_Task_
Type out every line below exactly as it reads.

_Data provided_
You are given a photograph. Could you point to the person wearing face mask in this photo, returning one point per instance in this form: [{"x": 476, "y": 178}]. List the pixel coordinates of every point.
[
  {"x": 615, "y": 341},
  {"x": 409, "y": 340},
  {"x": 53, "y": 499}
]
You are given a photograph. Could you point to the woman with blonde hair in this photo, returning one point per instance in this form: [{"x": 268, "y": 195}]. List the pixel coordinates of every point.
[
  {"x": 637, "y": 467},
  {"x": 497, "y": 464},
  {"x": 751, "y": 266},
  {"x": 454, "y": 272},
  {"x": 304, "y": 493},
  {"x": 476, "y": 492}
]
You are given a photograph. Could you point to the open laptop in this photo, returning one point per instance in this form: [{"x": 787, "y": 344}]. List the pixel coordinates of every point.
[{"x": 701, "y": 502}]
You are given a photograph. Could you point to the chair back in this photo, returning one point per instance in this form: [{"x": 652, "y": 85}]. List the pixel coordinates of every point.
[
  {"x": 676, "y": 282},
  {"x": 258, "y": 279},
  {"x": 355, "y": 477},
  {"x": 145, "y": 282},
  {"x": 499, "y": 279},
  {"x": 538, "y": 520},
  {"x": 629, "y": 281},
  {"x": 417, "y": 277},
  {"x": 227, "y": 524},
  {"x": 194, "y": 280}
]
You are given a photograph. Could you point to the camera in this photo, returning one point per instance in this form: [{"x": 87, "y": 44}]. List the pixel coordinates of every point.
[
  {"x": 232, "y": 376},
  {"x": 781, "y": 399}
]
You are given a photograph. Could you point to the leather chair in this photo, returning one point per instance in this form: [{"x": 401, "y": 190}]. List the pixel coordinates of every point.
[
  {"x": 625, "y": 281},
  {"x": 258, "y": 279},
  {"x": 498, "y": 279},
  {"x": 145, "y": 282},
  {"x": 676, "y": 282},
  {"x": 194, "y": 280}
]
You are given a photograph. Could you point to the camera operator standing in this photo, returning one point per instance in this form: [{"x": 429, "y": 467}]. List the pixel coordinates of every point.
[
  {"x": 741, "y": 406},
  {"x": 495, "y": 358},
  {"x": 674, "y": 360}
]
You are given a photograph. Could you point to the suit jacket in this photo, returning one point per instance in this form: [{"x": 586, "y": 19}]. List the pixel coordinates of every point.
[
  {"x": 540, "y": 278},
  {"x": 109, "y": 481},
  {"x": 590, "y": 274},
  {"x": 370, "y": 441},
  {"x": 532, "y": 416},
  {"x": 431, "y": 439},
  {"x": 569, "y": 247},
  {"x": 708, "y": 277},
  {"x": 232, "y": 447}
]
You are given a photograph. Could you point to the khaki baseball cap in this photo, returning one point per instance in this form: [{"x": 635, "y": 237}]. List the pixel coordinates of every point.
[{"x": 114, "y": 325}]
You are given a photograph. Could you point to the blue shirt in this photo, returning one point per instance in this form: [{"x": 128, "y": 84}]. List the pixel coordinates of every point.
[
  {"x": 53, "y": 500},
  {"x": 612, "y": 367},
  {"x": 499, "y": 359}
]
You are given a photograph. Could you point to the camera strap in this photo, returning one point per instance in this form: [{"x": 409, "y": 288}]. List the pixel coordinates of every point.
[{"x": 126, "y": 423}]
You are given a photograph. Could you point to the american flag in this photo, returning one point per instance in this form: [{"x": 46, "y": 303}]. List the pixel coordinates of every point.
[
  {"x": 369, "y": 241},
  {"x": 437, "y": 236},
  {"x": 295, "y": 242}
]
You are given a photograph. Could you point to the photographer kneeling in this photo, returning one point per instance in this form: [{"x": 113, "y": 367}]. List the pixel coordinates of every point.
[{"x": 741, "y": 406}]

_Response to this task_
You are given a photograph. Could you point to the person wearing face mask in this photo, returning one point per instance in this form: [{"x": 476, "y": 178}]. List the pixel coordinates of every point.
[
  {"x": 615, "y": 341},
  {"x": 409, "y": 340},
  {"x": 53, "y": 499}
]
You are given a photograph. Could you point to the woman with blonde hair in this photo, returning one point per instance in this form: [{"x": 268, "y": 195}]. List the pixel coordinates of every point.
[
  {"x": 637, "y": 467},
  {"x": 497, "y": 464},
  {"x": 751, "y": 266},
  {"x": 454, "y": 272},
  {"x": 304, "y": 493},
  {"x": 476, "y": 492}
]
You are given a photograph. Could you point to the open laptop in this photo, returning one point per instance in this form: [{"x": 787, "y": 344}]. List the pixel coordinates of every point.
[{"x": 701, "y": 502}]
You are given a photograph. Could you point to the chair back in this photo, returning one point per instance in this form: [{"x": 652, "y": 85}]. List the pixel coordinates of every point.
[
  {"x": 676, "y": 282},
  {"x": 258, "y": 279},
  {"x": 355, "y": 477},
  {"x": 145, "y": 282},
  {"x": 499, "y": 279},
  {"x": 538, "y": 520},
  {"x": 629, "y": 281},
  {"x": 417, "y": 277},
  {"x": 227, "y": 524},
  {"x": 194, "y": 280}
]
You are given a photograph. Could you point to the camera in this photo, returning one point per instance in this form: [{"x": 87, "y": 44}]. List the pixel coordinates of every point.
[
  {"x": 232, "y": 376},
  {"x": 781, "y": 399}
]
You are given a photograph. Could you point to the leather chair in this photo, returning one point per instance in this form: [{"x": 401, "y": 190}]. List the pixel coordinates of every point.
[
  {"x": 625, "y": 281},
  {"x": 258, "y": 279},
  {"x": 498, "y": 279},
  {"x": 145, "y": 282},
  {"x": 676, "y": 282},
  {"x": 194, "y": 280}
]
You are given a photograph. Could you point to the camera operator standing in this photo, returning one point per instance in this form: [{"x": 429, "y": 467}]. List the pixel coordinates of every point.
[
  {"x": 741, "y": 406},
  {"x": 495, "y": 358},
  {"x": 674, "y": 360}
]
You are given a photograph. Could you point to the suit jacket in this photo, returning one point per instance in this form: [{"x": 586, "y": 19}]. List the pixel coordinates of every point.
[
  {"x": 540, "y": 278},
  {"x": 109, "y": 481},
  {"x": 590, "y": 274},
  {"x": 370, "y": 441},
  {"x": 532, "y": 416},
  {"x": 431, "y": 439},
  {"x": 569, "y": 247},
  {"x": 708, "y": 277},
  {"x": 232, "y": 447}
]
You are given a photograph. Could you point to the khaki baseball cap in this photo, returning one point per instance in this form: [{"x": 635, "y": 237}]. List the pixel coordinates of every point.
[{"x": 114, "y": 325}]
You are given a photograph. Could you point to the blue shirt in this photo, returning one point per instance in this form: [{"x": 128, "y": 84}]. List the pixel coordinates of every point.
[
  {"x": 53, "y": 500},
  {"x": 612, "y": 367},
  {"x": 499, "y": 359}
]
You are given a photograph. Could you point to the camera strap in this photo, returning one point per instance in this form: [{"x": 409, "y": 288}]. List the pixel coordinates of every point.
[{"x": 126, "y": 423}]
You are given a photograph. Could you point to the american flag in this photo, returning one point per instance in this form: [{"x": 46, "y": 303}]. List the pixel coordinates of every point.
[
  {"x": 369, "y": 241},
  {"x": 437, "y": 236},
  {"x": 295, "y": 242}
]
You are given a photograph. Could you point to the photographer kneeling in this photo, returning one point per instance in this form: [{"x": 113, "y": 367}]. List the pixel coordinates of every point.
[{"x": 741, "y": 406}]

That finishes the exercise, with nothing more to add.